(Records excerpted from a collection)
** begin **
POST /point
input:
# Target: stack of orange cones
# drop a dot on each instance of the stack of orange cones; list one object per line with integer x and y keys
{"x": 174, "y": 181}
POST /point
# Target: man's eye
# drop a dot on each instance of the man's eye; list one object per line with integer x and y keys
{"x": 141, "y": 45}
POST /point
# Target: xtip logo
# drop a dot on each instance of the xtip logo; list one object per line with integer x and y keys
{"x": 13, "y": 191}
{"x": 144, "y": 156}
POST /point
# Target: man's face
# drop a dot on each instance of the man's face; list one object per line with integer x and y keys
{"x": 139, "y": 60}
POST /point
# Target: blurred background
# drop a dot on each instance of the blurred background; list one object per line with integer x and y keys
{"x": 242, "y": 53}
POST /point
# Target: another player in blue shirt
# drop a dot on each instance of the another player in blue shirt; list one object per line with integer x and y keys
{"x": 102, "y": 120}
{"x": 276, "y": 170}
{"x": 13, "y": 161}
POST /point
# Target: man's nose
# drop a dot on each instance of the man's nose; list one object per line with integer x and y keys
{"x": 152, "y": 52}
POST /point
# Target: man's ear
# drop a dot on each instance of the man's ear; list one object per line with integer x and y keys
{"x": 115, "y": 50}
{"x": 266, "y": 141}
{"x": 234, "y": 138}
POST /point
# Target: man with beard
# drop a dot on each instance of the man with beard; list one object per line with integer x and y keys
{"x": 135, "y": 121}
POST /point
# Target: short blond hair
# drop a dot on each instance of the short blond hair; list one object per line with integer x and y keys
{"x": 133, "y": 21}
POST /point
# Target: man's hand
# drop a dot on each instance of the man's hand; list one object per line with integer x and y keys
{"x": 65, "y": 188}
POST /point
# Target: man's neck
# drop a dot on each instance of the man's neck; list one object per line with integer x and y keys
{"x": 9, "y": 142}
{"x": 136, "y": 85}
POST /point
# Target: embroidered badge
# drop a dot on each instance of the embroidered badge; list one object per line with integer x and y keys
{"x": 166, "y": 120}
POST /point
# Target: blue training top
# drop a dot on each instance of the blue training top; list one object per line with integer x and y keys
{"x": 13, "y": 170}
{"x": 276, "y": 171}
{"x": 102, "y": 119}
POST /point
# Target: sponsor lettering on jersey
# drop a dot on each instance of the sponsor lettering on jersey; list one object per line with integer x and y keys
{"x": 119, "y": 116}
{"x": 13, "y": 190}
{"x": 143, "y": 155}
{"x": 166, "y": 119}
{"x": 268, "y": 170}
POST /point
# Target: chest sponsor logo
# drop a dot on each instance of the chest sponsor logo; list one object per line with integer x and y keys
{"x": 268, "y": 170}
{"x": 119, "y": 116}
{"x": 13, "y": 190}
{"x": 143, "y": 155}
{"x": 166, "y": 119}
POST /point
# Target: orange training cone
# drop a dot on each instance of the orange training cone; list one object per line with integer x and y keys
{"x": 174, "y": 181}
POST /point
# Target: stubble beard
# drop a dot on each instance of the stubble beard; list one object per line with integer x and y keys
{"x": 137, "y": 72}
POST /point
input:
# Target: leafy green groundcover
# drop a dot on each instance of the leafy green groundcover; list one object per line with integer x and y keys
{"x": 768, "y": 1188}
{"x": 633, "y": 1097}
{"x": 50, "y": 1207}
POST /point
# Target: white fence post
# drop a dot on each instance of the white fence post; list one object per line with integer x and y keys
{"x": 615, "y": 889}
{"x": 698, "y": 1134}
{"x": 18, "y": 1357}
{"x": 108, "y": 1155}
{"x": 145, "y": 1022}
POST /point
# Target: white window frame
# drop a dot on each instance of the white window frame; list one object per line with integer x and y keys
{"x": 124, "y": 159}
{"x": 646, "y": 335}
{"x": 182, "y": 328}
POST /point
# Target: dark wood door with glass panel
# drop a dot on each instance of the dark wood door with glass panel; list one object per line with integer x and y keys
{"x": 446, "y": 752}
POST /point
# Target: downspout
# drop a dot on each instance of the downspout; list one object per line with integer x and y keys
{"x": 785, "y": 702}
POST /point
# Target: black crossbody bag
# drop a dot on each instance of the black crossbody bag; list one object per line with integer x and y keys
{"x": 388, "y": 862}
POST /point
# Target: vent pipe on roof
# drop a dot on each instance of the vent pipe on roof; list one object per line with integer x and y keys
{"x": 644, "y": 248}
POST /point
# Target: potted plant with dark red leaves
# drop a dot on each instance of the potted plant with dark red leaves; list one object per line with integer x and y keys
** end **
AIM OF THE TASK —
List every line in the data above that contains the string "panel", where case counts.

FULL SOLUTION —
# Target: dark wood door with glass panel
# drop a dot on each instance of the dark wood door with glass panel; list one object per line with integer x and y keys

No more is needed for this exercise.